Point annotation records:
——

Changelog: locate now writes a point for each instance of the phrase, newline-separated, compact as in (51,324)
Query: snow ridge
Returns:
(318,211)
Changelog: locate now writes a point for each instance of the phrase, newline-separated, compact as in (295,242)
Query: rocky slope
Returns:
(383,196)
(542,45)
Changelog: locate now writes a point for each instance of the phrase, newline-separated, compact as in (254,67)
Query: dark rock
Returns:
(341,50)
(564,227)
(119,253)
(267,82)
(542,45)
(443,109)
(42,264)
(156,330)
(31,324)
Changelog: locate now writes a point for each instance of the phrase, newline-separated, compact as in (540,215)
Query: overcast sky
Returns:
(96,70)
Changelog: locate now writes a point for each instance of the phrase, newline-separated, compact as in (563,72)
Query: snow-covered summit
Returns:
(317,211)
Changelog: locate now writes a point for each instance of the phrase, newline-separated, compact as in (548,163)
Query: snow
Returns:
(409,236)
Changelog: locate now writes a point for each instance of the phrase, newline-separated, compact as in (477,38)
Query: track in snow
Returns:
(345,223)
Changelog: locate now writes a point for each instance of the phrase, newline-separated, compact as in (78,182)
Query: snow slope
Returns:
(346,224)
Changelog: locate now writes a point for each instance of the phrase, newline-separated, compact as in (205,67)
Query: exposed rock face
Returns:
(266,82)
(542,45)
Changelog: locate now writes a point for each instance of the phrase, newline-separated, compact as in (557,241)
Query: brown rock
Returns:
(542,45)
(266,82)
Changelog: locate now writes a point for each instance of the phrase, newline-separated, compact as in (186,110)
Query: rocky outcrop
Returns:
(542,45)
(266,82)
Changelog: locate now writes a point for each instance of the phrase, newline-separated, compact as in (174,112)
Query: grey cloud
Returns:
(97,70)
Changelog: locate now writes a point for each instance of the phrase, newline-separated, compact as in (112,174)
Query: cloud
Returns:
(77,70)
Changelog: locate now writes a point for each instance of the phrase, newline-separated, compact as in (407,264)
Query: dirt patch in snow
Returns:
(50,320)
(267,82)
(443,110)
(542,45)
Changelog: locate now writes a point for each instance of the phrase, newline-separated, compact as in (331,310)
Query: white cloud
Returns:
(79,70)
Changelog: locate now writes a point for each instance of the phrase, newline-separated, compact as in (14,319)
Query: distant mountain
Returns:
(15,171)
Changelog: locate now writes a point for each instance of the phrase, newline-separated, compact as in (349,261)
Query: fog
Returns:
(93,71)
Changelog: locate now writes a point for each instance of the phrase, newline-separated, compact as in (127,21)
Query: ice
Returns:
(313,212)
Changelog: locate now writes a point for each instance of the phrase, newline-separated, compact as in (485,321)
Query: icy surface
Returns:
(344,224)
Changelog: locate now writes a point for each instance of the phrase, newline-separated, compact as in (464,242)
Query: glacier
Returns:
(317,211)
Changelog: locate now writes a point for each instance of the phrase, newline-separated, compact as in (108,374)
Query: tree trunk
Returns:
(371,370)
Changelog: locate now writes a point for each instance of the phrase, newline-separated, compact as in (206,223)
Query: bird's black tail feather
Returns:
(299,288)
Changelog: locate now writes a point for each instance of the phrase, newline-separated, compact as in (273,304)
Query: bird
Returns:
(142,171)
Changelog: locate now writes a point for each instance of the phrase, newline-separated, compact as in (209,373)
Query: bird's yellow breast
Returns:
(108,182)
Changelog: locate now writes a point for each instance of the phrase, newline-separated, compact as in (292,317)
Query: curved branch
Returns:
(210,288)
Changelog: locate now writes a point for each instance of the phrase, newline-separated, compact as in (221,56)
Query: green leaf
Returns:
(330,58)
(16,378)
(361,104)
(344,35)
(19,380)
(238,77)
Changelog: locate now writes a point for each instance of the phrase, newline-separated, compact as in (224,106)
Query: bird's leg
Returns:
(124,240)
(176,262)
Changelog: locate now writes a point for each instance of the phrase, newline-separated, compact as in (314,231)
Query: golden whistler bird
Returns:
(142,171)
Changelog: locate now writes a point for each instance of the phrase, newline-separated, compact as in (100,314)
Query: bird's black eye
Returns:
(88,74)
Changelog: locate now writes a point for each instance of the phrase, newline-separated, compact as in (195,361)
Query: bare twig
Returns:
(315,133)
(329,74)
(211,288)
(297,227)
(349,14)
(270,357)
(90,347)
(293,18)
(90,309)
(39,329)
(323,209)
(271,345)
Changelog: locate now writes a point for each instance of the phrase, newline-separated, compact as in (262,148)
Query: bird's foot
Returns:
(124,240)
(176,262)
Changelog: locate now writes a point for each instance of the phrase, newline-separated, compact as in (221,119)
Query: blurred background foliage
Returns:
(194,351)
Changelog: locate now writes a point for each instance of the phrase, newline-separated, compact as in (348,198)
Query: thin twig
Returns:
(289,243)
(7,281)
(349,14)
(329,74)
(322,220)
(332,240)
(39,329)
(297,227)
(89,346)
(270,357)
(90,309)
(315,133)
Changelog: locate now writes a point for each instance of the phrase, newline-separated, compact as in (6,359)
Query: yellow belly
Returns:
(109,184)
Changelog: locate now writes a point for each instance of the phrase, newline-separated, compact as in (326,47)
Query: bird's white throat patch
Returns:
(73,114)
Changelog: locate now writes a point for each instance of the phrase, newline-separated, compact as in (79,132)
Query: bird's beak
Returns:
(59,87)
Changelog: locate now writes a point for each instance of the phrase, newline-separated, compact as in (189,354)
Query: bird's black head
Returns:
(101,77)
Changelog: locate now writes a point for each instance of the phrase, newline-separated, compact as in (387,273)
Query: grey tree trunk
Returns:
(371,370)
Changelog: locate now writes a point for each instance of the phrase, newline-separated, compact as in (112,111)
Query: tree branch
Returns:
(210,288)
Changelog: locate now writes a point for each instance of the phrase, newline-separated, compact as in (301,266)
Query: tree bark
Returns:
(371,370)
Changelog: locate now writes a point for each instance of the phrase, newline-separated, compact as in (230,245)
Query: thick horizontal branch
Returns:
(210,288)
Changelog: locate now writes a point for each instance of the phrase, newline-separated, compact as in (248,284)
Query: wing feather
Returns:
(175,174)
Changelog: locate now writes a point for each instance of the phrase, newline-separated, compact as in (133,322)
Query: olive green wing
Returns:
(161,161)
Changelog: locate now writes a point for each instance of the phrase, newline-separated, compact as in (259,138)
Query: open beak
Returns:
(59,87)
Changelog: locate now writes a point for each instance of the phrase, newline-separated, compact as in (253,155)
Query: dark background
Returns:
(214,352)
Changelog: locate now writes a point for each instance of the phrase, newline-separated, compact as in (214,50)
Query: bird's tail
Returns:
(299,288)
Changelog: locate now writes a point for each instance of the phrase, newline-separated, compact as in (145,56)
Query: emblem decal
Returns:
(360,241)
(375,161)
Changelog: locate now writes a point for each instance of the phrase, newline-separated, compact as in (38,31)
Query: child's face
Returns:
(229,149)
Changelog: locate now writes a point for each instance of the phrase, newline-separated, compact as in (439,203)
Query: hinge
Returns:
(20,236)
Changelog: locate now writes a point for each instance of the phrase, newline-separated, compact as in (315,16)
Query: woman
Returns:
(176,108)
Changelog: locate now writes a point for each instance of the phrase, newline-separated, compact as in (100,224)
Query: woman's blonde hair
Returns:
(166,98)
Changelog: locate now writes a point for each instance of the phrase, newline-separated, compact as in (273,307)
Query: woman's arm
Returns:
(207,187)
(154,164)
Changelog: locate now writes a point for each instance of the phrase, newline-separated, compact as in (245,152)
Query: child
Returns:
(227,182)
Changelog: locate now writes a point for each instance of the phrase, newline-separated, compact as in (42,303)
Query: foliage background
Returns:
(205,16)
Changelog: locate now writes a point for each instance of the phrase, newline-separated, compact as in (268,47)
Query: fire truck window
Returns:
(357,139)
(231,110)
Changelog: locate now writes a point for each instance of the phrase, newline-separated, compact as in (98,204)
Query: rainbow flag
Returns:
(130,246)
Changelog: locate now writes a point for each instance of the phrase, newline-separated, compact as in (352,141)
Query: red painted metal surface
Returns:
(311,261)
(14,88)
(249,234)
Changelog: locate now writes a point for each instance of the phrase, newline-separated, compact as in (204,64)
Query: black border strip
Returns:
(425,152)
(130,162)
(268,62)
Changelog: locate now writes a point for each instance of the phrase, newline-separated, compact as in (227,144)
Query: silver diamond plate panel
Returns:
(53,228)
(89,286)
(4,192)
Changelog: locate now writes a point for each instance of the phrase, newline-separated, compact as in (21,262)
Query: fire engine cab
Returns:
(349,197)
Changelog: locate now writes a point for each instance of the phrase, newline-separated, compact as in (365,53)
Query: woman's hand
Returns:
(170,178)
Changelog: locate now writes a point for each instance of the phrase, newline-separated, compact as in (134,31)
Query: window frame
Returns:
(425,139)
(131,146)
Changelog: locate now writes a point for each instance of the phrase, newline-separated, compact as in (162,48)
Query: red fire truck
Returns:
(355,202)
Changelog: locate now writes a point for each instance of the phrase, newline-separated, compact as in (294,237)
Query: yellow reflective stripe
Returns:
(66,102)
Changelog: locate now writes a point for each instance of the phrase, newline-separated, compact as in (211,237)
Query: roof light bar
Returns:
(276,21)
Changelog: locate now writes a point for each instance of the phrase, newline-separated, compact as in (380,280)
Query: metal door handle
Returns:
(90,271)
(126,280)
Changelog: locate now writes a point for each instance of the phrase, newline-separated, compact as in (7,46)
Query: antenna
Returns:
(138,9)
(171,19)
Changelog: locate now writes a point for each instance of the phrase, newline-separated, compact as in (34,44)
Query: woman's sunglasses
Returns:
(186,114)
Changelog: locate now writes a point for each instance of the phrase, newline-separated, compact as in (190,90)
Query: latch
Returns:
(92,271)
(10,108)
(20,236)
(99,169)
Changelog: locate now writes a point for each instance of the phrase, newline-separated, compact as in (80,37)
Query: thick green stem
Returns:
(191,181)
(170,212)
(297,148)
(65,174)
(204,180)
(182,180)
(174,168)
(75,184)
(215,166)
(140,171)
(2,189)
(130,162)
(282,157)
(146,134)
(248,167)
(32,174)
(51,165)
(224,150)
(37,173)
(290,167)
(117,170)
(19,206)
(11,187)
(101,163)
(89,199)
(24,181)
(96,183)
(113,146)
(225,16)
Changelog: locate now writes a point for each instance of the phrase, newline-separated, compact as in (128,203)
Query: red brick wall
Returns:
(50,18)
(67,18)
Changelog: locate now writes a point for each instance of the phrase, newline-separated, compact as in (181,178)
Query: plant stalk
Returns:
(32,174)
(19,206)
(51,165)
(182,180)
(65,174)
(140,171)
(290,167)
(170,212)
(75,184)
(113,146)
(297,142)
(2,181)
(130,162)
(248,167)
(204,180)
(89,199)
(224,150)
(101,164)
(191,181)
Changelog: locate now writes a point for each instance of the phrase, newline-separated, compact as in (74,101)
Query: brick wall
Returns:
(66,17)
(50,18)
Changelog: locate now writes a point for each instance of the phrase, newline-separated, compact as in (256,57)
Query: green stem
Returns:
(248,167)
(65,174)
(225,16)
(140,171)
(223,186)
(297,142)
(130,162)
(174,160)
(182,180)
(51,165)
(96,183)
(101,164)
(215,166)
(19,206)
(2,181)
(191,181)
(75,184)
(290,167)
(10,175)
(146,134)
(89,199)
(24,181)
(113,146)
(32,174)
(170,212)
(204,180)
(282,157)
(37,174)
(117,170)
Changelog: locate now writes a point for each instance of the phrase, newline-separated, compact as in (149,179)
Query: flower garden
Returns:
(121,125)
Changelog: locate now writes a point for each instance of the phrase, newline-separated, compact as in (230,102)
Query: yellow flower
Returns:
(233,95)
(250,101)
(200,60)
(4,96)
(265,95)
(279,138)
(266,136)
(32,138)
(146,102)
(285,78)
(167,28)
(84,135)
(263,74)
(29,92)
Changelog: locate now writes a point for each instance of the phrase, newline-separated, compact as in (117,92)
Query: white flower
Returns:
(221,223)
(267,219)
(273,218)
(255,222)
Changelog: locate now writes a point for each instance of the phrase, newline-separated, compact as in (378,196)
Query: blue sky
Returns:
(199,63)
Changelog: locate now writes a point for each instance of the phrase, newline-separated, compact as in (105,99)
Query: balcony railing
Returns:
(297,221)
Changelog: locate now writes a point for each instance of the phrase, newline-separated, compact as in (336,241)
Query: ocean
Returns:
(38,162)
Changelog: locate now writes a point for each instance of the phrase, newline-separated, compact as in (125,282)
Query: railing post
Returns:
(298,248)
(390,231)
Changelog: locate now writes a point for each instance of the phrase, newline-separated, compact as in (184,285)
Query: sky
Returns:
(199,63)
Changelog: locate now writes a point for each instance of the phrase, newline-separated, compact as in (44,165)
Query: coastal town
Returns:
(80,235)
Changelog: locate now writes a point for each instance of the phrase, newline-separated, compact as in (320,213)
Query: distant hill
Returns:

——

■ **EXERCISE**:
Take the lines from the one containing "as in (149,179)" to the last line of the material above and write them out exactly.

■ **ANSWER TO THIS TASK**:
Changelog: locate now writes a point for each instance of the phrase, newline-separated, compact as in (149,179)
Query: flower garden
Returns:
(121,125)
Changelog: locate now writes a point for each instance of the phrase, newline-separated, compact as in (230,102)
Query: yellow flower
Returns:
(233,95)
(250,101)
(200,60)
(4,96)
(265,95)
(279,138)
(266,136)
(32,138)
(146,102)
(285,78)
(167,28)
(84,135)
(263,74)
(29,92)
Changelog: locate now writes a point for each instance of the phrase, newline-separated, compact as in (117,92)
Query: white flower
Returns:
(221,223)
(267,219)
(273,218)
(255,222)
Changelog: locate now writes a point for each instance of the phrase, newline-separated, compact as in (378,196)
Query: blue sky
Returns:
(199,63)
Changelog: locate now writes a point for each instance of the phrase, newline-separated, compact as in (105,99)
Query: balcony railing
Returns:
(297,221)
Changelog: locate now writes a point for each instance of the phrase, newline-separated, compact as in (336,241)
Query: ocean
Returns:
(38,162)
Changelog: locate now writes a point for each instance of the phrase, newline-separated, compact as in (125,282)
Query: railing post
Returns:
(298,248)
(390,231)
Changelog: locate now writes a point for each instance of the phrase, newline-separated, compact as in (184,285)
Query: sky
Returns:
(199,63)
Changelog: locate now writes a point for each instance of the phrase, newline-separated, compact as in (44,165)
Query: coastal town
Returns:
(80,235)
Changelog: locate now writes a point for each instance of the phrase, newline-separated, compact as in (320,213)
Query: distant hill
Returns:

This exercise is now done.